* [Document passage]:
○ ○ ○

After hearing the application, which included cross-examination of some deponents of affidavits as well as counsel submissions, Mwangusya J., ruled that the court had no jurisdiction to extend time fixed by statute. The learned judge added that because the 1st respondent only learnt of the petition through a newspaper advert several months after he had assumed his seat in Parliament, it would not have been in the interest of justice to grant the extension, even if the court had the jurisdiction. Accordingly he dismissed the application.

 

On appeal to the Court of Appeal, the parties agreed on three issues for determination by that court, namely –

  1. whether the appellant has a right to appeal;
  2. whether or not court had jurisdiction to extend time within which to serve Notice of Presentation of the Petition under s.62 of  PEA;
  3. if so, whether the appellant adduced ‘special circumstances’ to be granted extension of time within which to serve the notice on the respondents.

 

On the first issue the Court of Appeal held that the appellant had the right to appeal without first applying for leave because the ruling of the trial judge had conclusively determined the fate of the election petition. On the second issue the court upheld the decision of the trial judge, and added that upon failure of service of the Notice, the petition became null and void and could not be revived under rule 19 of the PE (EP) Rules. Lastly, the court held that the third issue did not arise in light of its finding on the second issue. The appellant brought this second appeal on four grounds.

 

Counsel submissions on grounds of appeal

 

The first three grounds, which are not drawn concisely in accordance with the Rules of this Court, revolve around the holding that the court has no jurisdiction to extend the time fixed for serving the Notice, specifically attacking the findings  –

  • that the requirement to serve the notice within 7 days is mandatory;
  • that r.19 of PE(EP) Rules cannot apply to time fixed by statute; and
  • that non-service of the notice rendered the petition null and void.

The fourth ground criticises the Justices of Appeal for failing to re-evaluate the evidence on special circumstances justifying the extension applied for.

 

Counsel on both sides filed written submissions pursuant to r.94 of the Rules of the Supreme Court. In support of the appeal are joint submissions by Messrs Bakiza & Co., Advocates and Messrs Semuyaba, Iga & Co., Advocates, while in opposition of the appeal are separate submissions by Messrs Nsibambi & Nsibambi, Advocates and the Attorney General’s Chambers, on behalf of the 1st and the 2nd respondents respectively. Counsel argue grounds 1 and 2 jointly, and the rest separately. In discussing our reasons, however, we find it more fitting to combine ground 3 with grounds 1 and 2.

○ ○ ○

* [Entries shown]:

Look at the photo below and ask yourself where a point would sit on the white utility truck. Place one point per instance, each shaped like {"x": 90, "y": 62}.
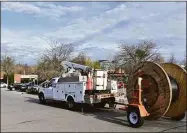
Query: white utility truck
{"x": 80, "y": 84}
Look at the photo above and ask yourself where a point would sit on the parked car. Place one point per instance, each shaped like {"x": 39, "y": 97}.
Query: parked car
{"x": 23, "y": 87}
{"x": 3, "y": 85}
{"x": 121, "y": 85}
{"x": 32, "y": 89}
{"x": 11, "y": 86}
{"x": 17, "y": 86}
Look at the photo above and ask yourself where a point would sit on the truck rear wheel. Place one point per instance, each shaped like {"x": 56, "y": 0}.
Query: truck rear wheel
{"x": 70, "y": 102}
{"x": 100, "y": 105}
{"x": 42, "y": 98}
{"x": 134, "y": 118}
{"x": 178, "y": 118}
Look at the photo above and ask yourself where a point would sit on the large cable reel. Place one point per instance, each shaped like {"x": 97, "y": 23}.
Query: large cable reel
{"x": 163, "y": 89}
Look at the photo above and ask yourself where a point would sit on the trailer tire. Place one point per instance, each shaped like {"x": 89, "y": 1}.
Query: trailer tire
{"x": 134, "y": 118}
{"x": 70, "y": 103}
{"x": 178, "y": 118}
{"x": 42, "y": 98}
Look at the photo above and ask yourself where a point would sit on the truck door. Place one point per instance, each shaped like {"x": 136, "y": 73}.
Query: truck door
{"x": 61, "y": 89}
{"x": 79, "y": 92}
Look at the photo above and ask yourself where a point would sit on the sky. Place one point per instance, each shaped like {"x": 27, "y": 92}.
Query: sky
{"x": 96, "y": 28}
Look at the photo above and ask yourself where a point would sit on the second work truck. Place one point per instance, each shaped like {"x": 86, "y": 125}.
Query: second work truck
{"x": 80, "y": 84}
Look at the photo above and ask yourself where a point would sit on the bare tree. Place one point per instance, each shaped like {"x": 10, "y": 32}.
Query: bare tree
{"x": 7, "y": 66}
{"x": 172, "y": 59}
{"x": 183, "y": 63}
{"x": 131, "y": 55}
{"x": 80, "y": 59}
{"x": 49, "y": 63}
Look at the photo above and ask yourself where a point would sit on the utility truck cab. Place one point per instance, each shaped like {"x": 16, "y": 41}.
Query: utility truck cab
{"x": 80, "y": 84}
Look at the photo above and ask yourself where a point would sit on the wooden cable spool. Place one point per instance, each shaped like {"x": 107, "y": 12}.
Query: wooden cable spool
{"x": 158, "y": 84}
{"x": 178, "y": 78}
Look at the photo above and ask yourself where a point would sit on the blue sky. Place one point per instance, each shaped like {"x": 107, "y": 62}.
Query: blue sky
{"x": 94, "y": 27}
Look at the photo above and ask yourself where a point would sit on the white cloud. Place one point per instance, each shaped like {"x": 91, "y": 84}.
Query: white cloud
{"x": 81, "y": 28}
{"x": 165, "y": 24}
{"x": 39, "y": 9}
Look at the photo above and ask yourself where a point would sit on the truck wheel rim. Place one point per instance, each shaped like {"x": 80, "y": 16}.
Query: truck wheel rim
{"x": 133, "y": 117}
{"x": 70, "y": 104}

○ ○ ○

* [Exercise aim]:
Summarize the court appeal passage above in two sentences.

* [Solution to this exercise]:
Mwangusya J. dismissed the application after ruling that the court had no jurisdiction to extend time fixed by statute, and the Court of Appeal upheld that decision, adding that the petition became null and void when the Notice was not served, so the issue of special circumstances did not arise. The appellant then brought a second appeal on four grounds: the first three attack the holding that the time for serving the Notice could not be extended, and the fourth faults the Justices of Appeal for not re-evaluating the evidence on special circumstances.